(Collected data entries)
* * * * * * * * *

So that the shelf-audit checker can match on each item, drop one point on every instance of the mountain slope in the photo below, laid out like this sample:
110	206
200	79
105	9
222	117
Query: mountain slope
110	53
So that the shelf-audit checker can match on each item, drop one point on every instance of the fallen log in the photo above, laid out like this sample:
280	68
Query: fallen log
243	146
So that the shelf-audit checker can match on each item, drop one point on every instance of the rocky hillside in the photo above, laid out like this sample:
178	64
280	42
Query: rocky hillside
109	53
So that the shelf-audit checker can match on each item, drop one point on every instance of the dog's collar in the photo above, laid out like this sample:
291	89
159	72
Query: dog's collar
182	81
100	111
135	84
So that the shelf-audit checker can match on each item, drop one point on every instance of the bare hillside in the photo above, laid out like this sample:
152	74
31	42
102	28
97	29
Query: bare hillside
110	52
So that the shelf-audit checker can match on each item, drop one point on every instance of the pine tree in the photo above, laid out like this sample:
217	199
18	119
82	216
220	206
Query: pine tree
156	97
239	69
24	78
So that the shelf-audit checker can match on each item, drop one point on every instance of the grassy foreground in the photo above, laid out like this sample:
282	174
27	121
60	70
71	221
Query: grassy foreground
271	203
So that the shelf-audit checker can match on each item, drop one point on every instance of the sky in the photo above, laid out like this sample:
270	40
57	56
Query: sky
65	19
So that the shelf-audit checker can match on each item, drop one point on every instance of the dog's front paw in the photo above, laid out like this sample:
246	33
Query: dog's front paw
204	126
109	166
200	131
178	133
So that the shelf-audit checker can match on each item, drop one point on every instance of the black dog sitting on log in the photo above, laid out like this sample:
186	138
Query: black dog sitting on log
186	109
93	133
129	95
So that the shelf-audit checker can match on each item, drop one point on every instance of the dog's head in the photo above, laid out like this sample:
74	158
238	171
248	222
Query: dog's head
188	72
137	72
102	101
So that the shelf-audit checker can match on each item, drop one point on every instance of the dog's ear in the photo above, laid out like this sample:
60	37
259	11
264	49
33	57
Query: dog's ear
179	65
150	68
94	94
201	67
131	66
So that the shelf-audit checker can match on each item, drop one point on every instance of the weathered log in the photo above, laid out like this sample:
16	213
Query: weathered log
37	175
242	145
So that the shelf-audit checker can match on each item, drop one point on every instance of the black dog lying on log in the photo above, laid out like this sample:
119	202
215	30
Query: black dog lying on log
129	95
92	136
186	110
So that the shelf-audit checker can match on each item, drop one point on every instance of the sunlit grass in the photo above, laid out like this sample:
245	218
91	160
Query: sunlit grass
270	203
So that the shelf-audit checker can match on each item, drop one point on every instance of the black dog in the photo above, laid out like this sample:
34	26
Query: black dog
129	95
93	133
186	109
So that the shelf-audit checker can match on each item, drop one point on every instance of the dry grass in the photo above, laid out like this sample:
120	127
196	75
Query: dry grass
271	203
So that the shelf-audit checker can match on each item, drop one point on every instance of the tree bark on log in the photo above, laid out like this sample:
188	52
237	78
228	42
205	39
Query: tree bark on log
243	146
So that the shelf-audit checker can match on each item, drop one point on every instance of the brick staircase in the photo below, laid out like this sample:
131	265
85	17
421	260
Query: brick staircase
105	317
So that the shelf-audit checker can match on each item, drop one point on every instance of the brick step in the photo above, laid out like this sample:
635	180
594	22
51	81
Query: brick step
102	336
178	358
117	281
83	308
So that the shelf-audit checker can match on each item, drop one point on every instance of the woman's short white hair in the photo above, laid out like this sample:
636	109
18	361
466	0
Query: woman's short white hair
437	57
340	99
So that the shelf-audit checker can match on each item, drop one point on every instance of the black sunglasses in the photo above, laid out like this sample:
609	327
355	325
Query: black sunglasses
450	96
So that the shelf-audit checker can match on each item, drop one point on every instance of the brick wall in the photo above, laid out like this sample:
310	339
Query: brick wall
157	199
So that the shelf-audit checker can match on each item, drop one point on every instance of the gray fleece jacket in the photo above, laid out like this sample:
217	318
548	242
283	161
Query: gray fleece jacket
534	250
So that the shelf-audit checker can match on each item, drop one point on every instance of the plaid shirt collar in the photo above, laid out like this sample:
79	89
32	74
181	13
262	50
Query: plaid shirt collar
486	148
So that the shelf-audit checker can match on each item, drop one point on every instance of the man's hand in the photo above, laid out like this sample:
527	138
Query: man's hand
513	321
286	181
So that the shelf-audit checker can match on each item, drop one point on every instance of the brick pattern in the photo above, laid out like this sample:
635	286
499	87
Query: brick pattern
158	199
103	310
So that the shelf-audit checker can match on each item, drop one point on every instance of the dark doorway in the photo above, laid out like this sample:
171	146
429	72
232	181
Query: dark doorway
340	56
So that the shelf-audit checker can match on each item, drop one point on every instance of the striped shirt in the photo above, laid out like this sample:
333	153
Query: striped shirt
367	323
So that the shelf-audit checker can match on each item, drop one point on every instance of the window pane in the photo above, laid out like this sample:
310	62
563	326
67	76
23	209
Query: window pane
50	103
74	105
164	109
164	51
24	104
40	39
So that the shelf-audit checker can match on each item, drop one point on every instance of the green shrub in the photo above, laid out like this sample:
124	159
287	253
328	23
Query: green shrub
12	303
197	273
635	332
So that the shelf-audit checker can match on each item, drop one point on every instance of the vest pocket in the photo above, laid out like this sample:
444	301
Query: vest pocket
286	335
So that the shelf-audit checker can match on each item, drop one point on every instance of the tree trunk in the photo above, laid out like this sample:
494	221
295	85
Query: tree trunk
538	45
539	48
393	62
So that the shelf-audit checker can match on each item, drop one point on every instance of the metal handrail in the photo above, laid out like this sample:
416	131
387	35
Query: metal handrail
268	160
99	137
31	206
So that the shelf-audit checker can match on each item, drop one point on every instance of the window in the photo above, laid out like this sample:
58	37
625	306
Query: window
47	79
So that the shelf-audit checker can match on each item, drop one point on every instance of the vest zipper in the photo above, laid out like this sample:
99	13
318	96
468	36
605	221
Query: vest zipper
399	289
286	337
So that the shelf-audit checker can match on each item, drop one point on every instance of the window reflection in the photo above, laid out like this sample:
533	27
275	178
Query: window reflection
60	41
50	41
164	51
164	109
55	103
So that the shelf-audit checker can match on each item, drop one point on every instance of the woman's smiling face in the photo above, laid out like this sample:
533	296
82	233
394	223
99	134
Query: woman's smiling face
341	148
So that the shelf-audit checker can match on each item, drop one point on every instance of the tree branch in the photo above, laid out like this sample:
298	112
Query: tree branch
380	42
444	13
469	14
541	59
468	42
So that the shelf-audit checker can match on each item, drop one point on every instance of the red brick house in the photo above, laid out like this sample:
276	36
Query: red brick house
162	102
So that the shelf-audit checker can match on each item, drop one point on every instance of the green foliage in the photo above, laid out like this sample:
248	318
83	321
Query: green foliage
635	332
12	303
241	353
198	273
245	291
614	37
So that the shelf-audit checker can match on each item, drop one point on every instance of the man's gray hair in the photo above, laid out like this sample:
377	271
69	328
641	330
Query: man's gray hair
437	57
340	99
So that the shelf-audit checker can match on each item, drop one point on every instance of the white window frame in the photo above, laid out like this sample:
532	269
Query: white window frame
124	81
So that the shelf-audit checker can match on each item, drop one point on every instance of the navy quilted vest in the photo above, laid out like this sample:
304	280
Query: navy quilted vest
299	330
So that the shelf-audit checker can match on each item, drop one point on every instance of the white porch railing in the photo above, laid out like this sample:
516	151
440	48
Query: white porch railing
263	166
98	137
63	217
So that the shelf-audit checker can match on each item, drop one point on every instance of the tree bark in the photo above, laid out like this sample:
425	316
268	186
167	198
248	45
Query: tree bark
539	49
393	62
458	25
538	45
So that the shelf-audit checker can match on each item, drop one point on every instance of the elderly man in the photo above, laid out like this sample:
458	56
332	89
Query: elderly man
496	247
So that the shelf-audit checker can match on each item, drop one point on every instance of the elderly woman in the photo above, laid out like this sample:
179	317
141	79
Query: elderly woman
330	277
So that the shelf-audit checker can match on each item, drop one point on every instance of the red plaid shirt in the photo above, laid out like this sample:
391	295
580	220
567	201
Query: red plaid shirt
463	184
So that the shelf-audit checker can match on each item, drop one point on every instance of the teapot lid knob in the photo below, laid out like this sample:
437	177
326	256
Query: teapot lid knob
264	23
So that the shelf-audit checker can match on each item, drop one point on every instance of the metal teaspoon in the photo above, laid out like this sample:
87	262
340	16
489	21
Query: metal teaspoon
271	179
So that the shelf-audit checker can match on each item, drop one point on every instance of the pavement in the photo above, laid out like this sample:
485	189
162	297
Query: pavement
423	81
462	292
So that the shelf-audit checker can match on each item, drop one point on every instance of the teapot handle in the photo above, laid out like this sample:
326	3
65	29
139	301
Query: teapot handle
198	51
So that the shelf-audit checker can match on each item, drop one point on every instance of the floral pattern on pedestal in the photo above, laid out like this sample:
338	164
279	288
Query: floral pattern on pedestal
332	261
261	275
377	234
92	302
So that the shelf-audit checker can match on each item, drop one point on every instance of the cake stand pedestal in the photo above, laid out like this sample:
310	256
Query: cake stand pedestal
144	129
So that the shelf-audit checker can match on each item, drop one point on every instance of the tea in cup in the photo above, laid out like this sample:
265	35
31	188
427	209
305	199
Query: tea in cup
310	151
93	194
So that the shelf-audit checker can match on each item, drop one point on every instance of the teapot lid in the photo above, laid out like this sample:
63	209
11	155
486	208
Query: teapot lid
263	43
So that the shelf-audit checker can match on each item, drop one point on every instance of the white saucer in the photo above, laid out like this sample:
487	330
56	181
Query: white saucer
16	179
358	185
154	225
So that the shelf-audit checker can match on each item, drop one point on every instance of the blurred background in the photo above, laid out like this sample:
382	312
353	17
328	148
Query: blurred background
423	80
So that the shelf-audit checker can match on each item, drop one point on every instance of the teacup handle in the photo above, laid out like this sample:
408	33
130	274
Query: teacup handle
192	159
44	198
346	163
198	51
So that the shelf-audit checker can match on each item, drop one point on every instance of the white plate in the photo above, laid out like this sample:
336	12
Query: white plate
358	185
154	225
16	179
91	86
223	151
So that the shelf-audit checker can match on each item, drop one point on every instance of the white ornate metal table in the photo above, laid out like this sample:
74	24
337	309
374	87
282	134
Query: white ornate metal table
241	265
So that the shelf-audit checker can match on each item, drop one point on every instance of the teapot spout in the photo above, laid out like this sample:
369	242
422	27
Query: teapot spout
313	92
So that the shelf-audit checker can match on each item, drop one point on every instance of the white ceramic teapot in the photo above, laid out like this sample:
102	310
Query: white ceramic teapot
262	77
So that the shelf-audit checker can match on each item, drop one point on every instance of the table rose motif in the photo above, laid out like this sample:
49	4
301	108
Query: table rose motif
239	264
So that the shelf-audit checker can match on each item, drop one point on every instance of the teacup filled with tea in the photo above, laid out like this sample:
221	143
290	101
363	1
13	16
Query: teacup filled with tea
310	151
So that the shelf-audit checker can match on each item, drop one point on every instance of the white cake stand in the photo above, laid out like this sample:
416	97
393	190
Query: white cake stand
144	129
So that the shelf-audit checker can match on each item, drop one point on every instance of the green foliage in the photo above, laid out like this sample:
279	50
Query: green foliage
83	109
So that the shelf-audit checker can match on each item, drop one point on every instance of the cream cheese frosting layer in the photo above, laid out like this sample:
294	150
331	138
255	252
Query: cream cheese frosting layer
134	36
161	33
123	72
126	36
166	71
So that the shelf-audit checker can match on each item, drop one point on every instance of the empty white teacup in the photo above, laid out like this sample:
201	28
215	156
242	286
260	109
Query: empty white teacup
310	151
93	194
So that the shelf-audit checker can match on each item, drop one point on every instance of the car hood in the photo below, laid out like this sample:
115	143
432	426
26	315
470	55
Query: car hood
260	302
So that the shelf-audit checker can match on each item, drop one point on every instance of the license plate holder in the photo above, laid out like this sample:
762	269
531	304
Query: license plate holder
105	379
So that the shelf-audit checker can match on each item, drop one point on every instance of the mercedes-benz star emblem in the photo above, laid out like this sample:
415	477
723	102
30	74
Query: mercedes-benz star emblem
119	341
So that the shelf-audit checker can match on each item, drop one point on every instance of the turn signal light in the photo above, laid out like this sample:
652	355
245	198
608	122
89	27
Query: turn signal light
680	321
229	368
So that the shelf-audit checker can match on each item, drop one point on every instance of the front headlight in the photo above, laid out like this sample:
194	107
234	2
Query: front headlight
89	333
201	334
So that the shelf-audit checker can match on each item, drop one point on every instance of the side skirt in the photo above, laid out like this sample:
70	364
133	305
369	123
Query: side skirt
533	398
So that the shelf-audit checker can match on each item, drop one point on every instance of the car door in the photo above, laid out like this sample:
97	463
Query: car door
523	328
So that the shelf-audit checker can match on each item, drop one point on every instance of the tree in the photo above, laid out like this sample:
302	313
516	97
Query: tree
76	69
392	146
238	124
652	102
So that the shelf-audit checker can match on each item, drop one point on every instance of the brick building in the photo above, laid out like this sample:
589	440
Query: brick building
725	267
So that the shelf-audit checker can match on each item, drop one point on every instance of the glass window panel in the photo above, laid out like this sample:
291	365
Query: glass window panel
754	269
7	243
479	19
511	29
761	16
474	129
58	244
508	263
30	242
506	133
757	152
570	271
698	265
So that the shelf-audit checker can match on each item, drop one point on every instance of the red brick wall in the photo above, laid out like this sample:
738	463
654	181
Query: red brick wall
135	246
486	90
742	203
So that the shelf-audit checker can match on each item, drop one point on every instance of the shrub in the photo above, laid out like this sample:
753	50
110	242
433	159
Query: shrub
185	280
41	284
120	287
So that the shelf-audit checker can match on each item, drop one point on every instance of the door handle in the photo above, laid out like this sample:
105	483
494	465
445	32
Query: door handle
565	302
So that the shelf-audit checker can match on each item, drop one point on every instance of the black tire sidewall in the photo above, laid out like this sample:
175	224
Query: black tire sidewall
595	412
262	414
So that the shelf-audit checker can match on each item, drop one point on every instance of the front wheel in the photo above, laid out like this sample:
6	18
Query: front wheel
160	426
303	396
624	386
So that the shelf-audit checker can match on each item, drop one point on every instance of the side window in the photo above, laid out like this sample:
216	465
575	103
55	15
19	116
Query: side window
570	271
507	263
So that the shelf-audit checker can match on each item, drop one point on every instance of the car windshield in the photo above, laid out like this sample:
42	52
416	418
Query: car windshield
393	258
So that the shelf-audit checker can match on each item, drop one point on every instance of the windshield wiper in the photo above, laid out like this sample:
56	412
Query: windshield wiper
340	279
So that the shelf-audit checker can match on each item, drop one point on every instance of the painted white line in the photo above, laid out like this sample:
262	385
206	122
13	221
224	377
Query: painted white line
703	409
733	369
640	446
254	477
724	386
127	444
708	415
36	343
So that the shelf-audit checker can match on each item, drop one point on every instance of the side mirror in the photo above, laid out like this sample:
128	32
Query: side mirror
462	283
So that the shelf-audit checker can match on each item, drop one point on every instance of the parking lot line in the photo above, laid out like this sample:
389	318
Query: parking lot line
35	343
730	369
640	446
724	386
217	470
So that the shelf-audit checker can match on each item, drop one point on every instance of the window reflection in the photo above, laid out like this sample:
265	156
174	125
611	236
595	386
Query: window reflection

* * * * * * * * *

Work required - Given the word "below", show every line of the records that contains it.

Response area -
So that the shelf-audit checker can match on each item, drop one point on every instance of the mountain slope in the photo below, laid out like this sample:
So that the shelf-audit checker can match on each item, drop one point on every instance of the brick staircase in the photo below, laid out like this sample:
So that the shelf-audit checker can match on each item, drop one point on every instance of the teapot lid knob in the photo below, laid out like this sample:
So that the shelf-audit checker can match on each item, drop one point on every instance of the car hood in the photo below, laid out like this sample:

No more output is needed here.